┌─ Material supplied

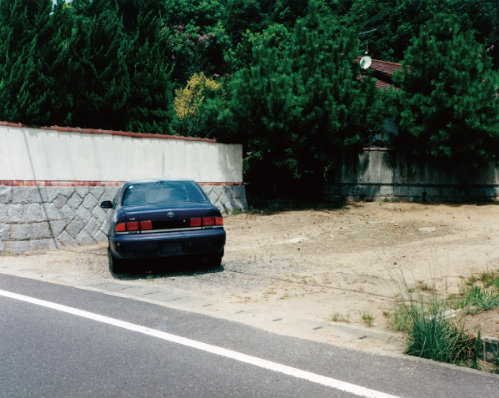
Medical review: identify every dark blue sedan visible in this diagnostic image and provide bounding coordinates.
[101,180,225,273]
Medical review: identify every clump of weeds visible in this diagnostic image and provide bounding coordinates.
[362,310,375,327]
[331,312,350,322]
[382,264,482,369]
[450,286,499,314]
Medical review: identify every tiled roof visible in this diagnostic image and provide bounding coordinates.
[357,75,398,90]
[355,57,402,78]
[0,122,217,143]
[355,57,410,90]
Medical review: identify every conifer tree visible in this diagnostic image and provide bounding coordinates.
[394,15,499,168]
[225,2,381,180]
[125,0,174,134]
[0,0,72,124]
[69,0,130,130]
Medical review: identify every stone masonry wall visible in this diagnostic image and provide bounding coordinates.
[0,185,248,253]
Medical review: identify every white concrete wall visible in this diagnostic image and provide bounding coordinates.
[0,126,243,182]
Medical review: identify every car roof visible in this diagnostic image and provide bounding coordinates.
[125,178,196,185]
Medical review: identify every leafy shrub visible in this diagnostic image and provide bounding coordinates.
[175,72,225,137]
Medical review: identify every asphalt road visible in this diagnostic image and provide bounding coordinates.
[0,275,499,398]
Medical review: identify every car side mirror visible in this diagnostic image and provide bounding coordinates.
[100,200,113,209]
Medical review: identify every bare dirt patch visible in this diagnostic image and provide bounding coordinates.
[0,202,499,351]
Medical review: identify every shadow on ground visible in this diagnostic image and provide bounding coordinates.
[112,258,225,280]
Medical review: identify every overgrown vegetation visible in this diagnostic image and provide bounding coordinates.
[0,0,499,192]
[384,271,499,369]
[393,16,499,168]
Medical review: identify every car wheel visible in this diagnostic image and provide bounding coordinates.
[208,254,223,268]
[107,249,128,274]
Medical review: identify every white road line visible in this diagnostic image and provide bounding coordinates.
[0,290,398,398]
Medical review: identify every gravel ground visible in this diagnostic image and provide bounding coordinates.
[0,202,499,354]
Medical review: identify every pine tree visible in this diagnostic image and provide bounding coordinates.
[0,0,71,124]
[225,2,381,180]
[394,16,499,168]
[69,0,130,130]
[125,0,174,134]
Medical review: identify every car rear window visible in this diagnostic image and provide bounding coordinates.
[123,181,206,206]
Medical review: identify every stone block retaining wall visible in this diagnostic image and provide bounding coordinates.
[0,184,248,253]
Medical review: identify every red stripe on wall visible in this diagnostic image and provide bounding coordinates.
[0,180,243,187]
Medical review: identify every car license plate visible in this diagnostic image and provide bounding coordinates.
[161,242,185,255]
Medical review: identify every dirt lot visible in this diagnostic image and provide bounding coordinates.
[0,202,499,351]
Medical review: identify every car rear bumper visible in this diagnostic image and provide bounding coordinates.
[109,228,225,260]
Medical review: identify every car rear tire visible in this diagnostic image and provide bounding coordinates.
[107,248,129,274]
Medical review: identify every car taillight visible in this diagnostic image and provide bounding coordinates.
[203,217,215,225]
[114,223,126,232]
[191,218,201,227]
[126,221,139,231]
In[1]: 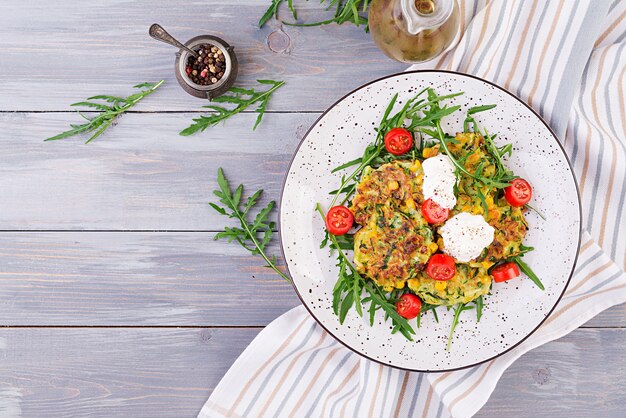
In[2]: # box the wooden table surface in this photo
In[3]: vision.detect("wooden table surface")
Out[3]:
[0,0,626,417]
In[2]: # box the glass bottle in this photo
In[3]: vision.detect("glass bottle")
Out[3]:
[368,0,459,63]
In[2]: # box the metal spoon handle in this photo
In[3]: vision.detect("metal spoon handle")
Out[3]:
[148,23,199,58]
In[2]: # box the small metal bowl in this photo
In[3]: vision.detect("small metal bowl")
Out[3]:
[174,35,239,100]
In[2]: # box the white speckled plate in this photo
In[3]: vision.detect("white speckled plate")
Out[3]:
[280,71,581,371]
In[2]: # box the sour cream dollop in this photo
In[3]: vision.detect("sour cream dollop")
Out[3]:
[422,154,456,209]
[439,212,495,263]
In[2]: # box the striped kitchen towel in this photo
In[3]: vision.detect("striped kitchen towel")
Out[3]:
[199,0,626,418]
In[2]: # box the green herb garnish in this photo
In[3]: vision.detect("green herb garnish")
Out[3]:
[509,255,545,290]
[315,203,415,341]
[209,167,291,282]
[259,0,370,32]
[180,80,285,136]
[45,80,165,144]
[330,88,463,206]
[420,102,517,189]
[446,303,472,351]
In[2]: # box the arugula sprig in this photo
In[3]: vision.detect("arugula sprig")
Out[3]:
[180,80,285,136]
[331,88,463,206]
[209,167,291,282]
[420,103,517,189]
[45,80,165,144]
[509,254,546,290]
[315,203,415,341]
[259,0,370,32]
[446,303,472,351]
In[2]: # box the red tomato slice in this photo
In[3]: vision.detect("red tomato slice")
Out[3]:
[422,199,450,224]
[385,128,413,155]
[491,262,520,283]
[504,178,533,207]
[326,206,354,235]
[426,254,456,281]
[396,293,422,319]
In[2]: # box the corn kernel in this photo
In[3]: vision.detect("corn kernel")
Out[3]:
[422,145,439,158]
[409,160,422,173]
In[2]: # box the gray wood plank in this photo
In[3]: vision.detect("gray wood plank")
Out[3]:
[0,113,318,230]
[0,232,300,326]
[0,328,259,418]
[0,328,626,417]
[0,232,626,327]
[0,0,406,111]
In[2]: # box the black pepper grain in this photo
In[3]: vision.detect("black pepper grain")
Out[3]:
[186,44,226,86]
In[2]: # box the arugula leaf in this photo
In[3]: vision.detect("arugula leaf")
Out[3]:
[446,303,474,351]
[510,256,546,290]
[209,167,291,282]
[44,80,165,144]
[315,203,415,341]
[180,80,285,136]
[259,0,370,32]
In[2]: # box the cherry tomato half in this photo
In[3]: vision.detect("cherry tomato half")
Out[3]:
[426,254,456,281]
[385,128,413,155]
[504,178,533,207]
[396,293,422,319]
[326,206,354,235]
[491,262,520,283]
[422,199,450,224]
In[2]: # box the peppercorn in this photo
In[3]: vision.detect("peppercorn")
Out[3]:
[185,44,226,86]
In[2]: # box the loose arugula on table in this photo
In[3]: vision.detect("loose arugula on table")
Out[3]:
[209,167,291,282]
[180,80,285,136]
[259,0,370,32]
[316,88,544,350]
[45,80,165,144]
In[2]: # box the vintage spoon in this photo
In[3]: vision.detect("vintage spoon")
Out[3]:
[148,23,200,58]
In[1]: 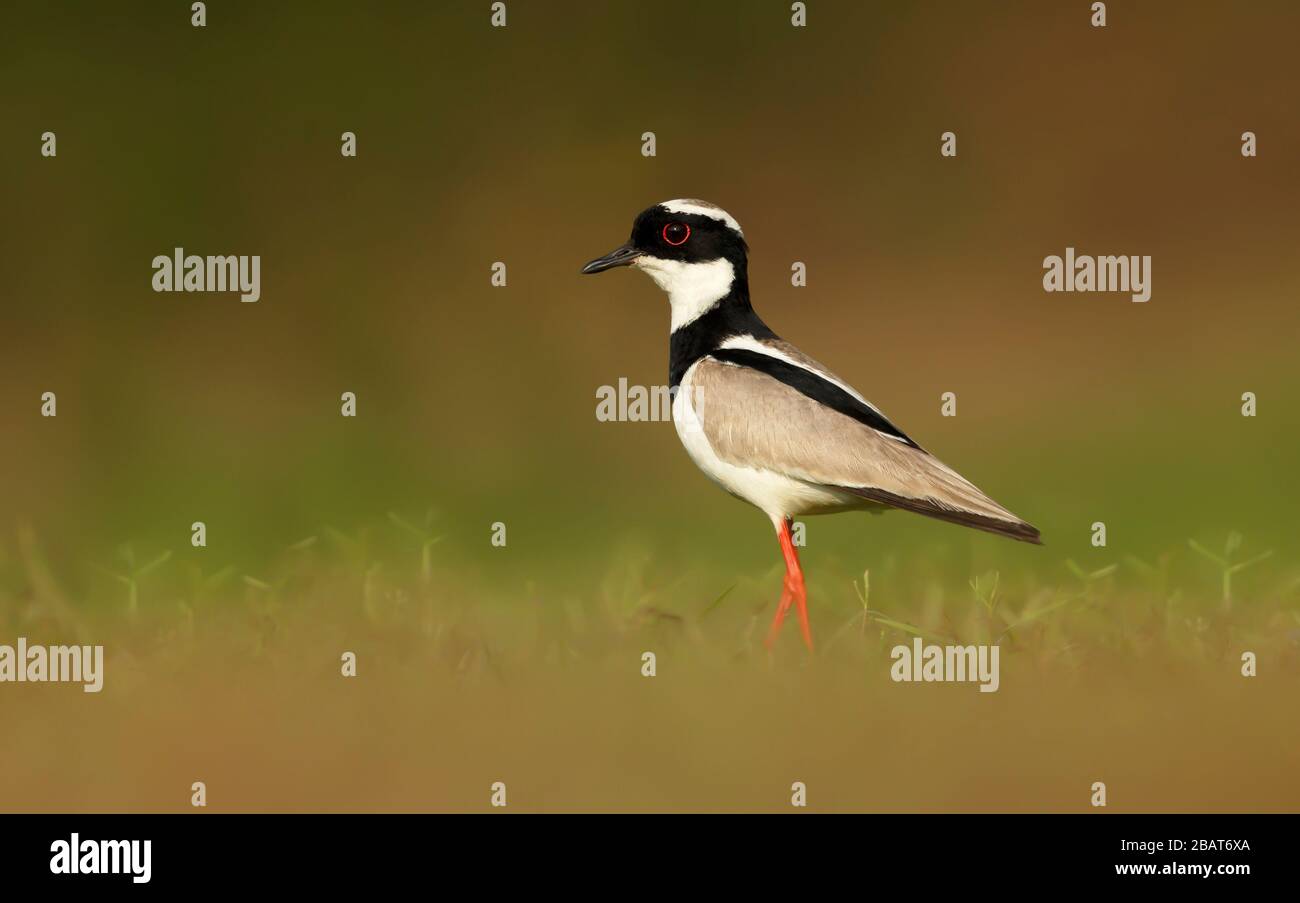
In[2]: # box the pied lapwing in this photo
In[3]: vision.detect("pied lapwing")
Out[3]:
[582,200,1040,650]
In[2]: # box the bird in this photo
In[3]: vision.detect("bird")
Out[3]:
[581,199,1041,652]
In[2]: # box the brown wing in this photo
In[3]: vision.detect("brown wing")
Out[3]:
[690,359,1040,543]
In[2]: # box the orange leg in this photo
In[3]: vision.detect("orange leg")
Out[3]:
[766,518,813,652]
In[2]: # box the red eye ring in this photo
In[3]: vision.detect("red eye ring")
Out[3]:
[663,222,690,248]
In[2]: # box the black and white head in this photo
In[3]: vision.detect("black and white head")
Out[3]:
[582,199,749,330]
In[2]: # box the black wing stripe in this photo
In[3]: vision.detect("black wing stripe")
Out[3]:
[709,348,920,450]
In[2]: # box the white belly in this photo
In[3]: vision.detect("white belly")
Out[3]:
[672,356,861,518]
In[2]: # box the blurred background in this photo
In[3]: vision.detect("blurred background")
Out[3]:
[0,0,1300,808]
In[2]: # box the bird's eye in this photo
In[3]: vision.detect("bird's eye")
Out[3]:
[663,222,690,247]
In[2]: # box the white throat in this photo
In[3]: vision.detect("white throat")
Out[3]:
[632,256,736,333]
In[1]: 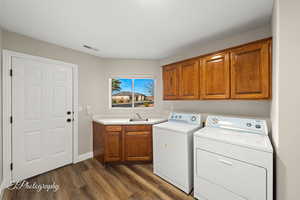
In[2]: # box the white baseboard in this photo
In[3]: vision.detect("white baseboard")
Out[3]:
[0,180,6,200]
[77,152,93,162]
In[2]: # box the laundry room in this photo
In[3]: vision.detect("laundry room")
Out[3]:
[0,0,300,200]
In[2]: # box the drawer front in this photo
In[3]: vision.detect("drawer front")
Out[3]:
[125,125,152,132]
[105,126,122,132]
[195,148,267,200]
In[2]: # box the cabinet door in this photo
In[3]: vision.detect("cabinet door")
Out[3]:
[163,65,179,100]
[124,131,152,161]
[105,131,122,162]
[93,122,105,163]
[179,60,200,99]
[231,42,270,99]
[200,52,230,99]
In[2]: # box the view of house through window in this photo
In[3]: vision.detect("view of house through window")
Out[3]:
[111,78,154,108]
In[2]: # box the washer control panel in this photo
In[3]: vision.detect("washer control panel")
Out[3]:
[169,112,201,124]
[206,116,268,135]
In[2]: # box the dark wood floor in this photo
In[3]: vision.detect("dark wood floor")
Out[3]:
[4,159,193,200]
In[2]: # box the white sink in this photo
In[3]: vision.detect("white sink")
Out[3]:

└─

**Challenge:** Please recast the lines as a Markdown table with the columns Row and Line, starting with the line that contains "In[2]: # box the white throat in this photo" and going on through the line that contains "[195,148,267,200]". Skip blank lines and leave the pictures out.

**Output below:**
| Row | Line |
|---|---|
| 1 | In[2]: # box the white throat in this photo |
| 2 | In[3]: vision.detect("white throat") |
| 3 | Out[3]: |
| 4 | [632,256,736,333] |
| 5 | In[1]:  |
| 6 | In[2]: # box the white baseboard in this photo |
| 7 | In[3]: vision.detect("white baseboard") |
| 8 | Out[3]: |
| 9 | [0,180,6,200] |
| 10 | [77,152,93,162] |
| 11 | In[2]: # box the laundry room in this photo |
| 12 | In[3]: vision.detect("laundry room") |
| 13 | Out[3]: |
| 14 | [0,0,300,200] |
| 15 | In[2]: # box the drawer front in this photo |
| 16 | In[3]: vision.detect("drawer front") |
| 17 | Out[3]: |
| 18 | [125,125,152,132] |
| 19 | [105,126,122,132] |
| 20 | [195,148,267,200] |